Please list every line in the records below that contains the word "church", matching case exactly.

>> START Dataset

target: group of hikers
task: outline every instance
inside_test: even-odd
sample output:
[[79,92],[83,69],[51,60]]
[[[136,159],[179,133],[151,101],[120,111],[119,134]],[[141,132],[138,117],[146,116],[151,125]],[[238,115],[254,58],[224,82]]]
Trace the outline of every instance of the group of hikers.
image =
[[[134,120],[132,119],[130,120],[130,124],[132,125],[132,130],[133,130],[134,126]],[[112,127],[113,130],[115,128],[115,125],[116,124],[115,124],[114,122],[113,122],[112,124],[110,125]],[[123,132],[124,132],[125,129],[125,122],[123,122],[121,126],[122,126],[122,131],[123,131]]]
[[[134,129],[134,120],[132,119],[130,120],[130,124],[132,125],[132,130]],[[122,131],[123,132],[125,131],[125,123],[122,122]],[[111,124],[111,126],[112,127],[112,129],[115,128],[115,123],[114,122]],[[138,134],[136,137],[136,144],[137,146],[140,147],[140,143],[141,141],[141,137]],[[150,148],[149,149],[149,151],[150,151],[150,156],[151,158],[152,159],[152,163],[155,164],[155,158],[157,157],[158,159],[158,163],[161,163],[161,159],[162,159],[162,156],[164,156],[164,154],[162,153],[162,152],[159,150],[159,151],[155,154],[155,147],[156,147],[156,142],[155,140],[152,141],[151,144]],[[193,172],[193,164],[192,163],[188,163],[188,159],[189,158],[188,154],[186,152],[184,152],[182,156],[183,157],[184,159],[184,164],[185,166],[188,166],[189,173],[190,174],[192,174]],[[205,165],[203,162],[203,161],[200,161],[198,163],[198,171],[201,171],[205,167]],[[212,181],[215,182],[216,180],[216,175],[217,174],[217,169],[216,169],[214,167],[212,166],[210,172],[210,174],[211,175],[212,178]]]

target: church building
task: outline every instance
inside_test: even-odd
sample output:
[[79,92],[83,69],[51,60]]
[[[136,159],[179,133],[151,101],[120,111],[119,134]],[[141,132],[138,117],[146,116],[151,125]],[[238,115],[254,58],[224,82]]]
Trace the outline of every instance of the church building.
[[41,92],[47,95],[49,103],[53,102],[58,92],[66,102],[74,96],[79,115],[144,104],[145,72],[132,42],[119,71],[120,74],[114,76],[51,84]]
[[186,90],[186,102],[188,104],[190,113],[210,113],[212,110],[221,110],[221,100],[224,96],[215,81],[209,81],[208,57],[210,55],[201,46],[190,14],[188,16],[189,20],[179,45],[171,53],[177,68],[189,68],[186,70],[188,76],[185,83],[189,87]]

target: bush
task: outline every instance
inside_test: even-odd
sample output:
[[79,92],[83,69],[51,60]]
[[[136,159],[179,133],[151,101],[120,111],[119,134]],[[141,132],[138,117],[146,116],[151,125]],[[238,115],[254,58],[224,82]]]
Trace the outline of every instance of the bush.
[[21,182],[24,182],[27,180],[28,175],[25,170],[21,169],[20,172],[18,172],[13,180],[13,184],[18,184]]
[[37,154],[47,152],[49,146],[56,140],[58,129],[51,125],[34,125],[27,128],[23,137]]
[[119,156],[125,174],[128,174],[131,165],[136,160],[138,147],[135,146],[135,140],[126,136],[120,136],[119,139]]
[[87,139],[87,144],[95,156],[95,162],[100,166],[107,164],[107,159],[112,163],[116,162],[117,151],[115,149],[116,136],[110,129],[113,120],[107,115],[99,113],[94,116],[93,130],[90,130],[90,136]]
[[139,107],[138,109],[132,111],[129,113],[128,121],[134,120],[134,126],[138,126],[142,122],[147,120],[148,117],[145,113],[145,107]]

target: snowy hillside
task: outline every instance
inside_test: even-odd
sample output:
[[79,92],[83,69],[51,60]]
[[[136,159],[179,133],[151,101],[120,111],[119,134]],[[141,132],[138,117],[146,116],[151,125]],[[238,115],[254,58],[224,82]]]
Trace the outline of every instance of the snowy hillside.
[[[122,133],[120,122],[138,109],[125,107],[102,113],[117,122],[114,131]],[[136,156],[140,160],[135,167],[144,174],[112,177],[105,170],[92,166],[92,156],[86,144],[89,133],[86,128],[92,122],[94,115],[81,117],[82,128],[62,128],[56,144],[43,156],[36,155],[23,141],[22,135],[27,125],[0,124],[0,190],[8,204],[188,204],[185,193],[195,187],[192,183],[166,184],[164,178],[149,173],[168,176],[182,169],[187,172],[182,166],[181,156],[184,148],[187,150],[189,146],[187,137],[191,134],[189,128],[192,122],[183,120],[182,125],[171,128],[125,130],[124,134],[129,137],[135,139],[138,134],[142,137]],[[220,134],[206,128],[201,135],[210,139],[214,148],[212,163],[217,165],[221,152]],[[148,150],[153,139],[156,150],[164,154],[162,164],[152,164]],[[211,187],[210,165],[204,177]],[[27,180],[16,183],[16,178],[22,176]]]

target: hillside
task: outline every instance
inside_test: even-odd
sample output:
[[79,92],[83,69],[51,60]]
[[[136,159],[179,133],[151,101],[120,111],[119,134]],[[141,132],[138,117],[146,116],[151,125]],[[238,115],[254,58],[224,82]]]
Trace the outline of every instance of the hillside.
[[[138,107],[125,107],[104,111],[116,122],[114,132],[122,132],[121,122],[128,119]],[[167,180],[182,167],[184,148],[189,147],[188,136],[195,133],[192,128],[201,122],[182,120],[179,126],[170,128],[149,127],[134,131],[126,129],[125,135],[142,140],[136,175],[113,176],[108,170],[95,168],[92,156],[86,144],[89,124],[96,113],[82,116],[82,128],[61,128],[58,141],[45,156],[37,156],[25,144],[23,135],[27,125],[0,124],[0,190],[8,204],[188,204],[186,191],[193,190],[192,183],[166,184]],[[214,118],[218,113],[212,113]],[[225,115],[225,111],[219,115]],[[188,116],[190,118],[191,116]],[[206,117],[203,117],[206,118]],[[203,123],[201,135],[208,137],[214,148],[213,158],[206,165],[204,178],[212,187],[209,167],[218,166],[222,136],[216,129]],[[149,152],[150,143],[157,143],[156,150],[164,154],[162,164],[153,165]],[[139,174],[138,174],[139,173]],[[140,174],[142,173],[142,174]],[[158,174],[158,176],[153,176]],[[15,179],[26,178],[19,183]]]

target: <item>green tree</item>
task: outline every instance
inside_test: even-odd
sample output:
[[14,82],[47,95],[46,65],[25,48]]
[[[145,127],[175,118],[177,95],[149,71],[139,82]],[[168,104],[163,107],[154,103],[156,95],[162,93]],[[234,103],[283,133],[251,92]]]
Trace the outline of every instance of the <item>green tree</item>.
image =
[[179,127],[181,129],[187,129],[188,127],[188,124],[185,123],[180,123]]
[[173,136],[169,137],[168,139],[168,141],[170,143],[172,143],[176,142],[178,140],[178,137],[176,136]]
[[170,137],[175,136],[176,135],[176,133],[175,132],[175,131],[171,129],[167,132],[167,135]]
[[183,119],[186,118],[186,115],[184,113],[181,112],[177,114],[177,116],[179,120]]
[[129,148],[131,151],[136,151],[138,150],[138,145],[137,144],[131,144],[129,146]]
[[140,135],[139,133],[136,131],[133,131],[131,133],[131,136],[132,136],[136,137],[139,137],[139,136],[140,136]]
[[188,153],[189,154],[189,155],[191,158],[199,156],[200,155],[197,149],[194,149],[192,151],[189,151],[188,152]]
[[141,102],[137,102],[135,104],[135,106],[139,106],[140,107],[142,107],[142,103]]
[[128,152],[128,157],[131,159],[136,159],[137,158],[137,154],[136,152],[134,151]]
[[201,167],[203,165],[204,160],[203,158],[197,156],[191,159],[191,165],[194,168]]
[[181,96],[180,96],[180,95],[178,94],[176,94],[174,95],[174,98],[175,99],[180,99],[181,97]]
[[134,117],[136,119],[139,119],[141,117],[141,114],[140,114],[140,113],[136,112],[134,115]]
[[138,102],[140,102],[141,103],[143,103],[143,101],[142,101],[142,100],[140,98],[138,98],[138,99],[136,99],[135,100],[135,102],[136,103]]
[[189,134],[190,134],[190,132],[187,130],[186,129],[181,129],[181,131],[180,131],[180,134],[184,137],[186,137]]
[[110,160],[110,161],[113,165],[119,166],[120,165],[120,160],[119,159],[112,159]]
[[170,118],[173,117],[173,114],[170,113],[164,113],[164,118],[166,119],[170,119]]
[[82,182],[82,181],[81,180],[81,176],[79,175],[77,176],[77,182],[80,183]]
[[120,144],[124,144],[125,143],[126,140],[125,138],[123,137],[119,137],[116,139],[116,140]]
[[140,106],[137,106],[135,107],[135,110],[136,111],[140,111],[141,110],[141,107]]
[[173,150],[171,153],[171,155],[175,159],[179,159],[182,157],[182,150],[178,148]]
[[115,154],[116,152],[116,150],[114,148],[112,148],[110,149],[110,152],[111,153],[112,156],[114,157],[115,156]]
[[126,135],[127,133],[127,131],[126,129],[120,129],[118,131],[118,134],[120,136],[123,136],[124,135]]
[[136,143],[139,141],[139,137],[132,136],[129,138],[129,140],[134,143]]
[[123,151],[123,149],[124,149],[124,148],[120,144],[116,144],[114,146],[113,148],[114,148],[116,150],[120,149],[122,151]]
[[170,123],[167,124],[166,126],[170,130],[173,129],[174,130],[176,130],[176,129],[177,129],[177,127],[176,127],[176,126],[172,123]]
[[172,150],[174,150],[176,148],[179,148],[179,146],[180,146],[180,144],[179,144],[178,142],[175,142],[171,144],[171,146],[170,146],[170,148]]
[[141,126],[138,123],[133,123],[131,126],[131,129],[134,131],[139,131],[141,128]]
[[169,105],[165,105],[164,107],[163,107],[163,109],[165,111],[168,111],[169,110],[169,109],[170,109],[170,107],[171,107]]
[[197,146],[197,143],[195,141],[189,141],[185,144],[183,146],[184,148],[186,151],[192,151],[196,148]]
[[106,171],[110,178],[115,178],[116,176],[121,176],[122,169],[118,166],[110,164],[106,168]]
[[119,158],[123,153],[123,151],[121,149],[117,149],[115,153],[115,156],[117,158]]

>> END Dataset

* [Answer to the task]
target: church building
Trace the outline of every instance of the church building.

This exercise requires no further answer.